EXERCISE AIM - Can the data below be set down again exactly, line for line?

---+---

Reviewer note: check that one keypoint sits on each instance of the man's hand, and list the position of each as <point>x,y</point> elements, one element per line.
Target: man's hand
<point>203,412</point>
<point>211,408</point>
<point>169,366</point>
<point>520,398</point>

---+---

TASK RESULT -
Reviewer note: check that one keypoint sits on each instance of the man's hand, and list the position of each as <point>x,y</point> elements, one element per line.
Target: man's hand
<point>203,412</point>
<point>211,408</point>
<point>169,366</point>
<point>520,398</point>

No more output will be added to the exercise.